• **Exercises**
a) According to the article about Jeff Hemsley's research, what is the minimum donation amount on Benefunder?
b) From the article about Jeff Hemsley's research, write out word for word the passage starting with "Benefunder sent Hemsley" and going on through "across social media.".

• **Reading passage**
[Start of section]

Assistant Professor Jeff Hemsley explains what makes an event go “viral” on the Internet in this Faculty Minute video.

Chances are, most people can easy recognize the Gangnam Style and Charlie Bit My Finger videos, or the image of Grumpy Cat. Why is that? All three posts, and thousands of similar posts, have gone viral. Taking the Internet by storm.

School of Information Studies (iSchool) Assistant Professor Jeff Hemsley has dedicated his research to learning how information spreads and becomes viral on social media.

Hemsley’s interest in this area began while he was a graduate student at the Information School at the University of Washington (UW). A professor at UW was conducting their research on the topic of virality. Volunteering his time, Hemsley jumped at the chance to assist with the research. The study consisted of looking at ways in which political blogs and other outlets were linking to viral videos. The purpose was to figure out what types of things drive the viral process.

Since then, Hemsley has centered his research on social media and how information moves on those platforms. He looks at how people interact, the information they share and how it goes viral. He also examines differences, such as the one between a meme and a viral event. Some memes become viral and others don’t.

“When we share a link to a video or a news story and it spreads through social media, that’s viral,” explains Hemsley. “When people take a photograph and they doctor it and post their own version of it, that’s a meme. A meme could go viral and a lot of them do, but these are different things,” stated Hemsley.

In April, Syracuse University announced its partnership with Benefunder. The partnership provides 20 Syracuse faculty members with an opportunity to join the company’s funding platform. The platform allows donors to view and donate to researchers’ work.

With similar goals like popular crowdfunding sites Kickstarter and AngelList, Benefunder allows donors to fund research in areas they’re interested it. Founded in 2014, Benefunder has partnered with other institutions, such as the University of California, San Diego and Rutgers University. Unlike typical crowdfunding sites, Benefunder targets high level investors, with a minimum donation amount of $25,000.

At the start of the spring semester, Benefunder reached out to Hemsley expressing interest in his research.

Benefunder sent Hemsley a questionnaire regarding his research focus, and met with him to further discuss his studies. Using the information they collected, Benefunder compiled the material and created a profile on Hemsley for their website.

“Benefunder is like a dating site,” said Hemsley. “Here are people with money who want to invest in knowledge, and here are people who are producing knowledge, do we have a match?”

At the moment, Hemsley is working with an iSchool research team to examine Tweets and Facebook posts from the recent gubernatorial elections. He is also collecting data surrounding the upcoming presidential election. His role in the research is to examine how people are interacting with politicians across social media.

In terms of selecting in which direction his research should go next Hemsley said, “it’s a natural process. The more that you learn, the more questions you might have, and all of those questions are areas you could go into.”

Although future research topics are still uncertain, Hemsley hopes that Benefunder may be there to help bridge the financial gap.

[End of section]

• **Records provided**
[Start of section]

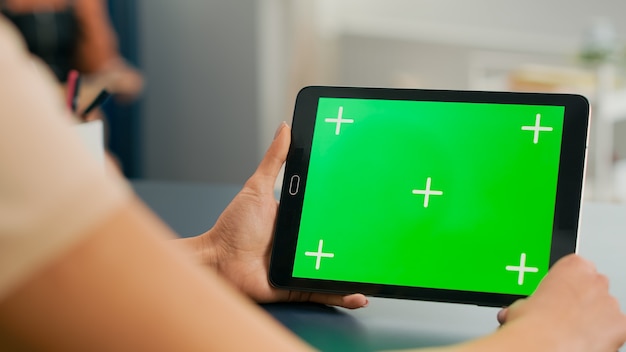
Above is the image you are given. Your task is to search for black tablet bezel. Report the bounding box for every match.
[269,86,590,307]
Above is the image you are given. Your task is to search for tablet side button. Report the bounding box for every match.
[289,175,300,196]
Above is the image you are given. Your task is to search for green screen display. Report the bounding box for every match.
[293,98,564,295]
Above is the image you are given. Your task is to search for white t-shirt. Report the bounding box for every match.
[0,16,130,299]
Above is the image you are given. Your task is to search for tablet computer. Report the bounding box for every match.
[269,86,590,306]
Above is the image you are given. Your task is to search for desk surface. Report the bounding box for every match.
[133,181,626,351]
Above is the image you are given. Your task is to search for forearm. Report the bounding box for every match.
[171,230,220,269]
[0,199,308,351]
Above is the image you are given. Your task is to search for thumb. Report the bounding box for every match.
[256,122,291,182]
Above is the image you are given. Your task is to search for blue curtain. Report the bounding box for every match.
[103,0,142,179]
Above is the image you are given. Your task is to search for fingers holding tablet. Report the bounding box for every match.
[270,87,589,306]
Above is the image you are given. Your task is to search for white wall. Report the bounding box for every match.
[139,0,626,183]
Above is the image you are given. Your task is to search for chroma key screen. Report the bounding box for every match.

[End of section]
[Start of section]

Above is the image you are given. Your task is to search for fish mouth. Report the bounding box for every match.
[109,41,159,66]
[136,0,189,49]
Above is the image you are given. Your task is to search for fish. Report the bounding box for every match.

[End of section]

• **Responses per task**
a) $25,000

b)
Benefunder sent Hemsley a questionnaire regarding his research focus, and met with him to further discuss his studies. Using the information they collected, Benefunder compiled the material and created a profile on Hemsley for their website.

“Benefunder is like a dating site,” said Hemsley. “Here are people with money who want to invest in knowledge, and here are people who are producing knowledge, do we have a match?”

At the moment, Hemsley is working with an iSchool research team to examine Tweets and Facebook posts from the recent gubernatorial elections. He is also collecting data surrounding the upcoming presidential election. His role in the research is to examine how people are interacting with politicians across social media.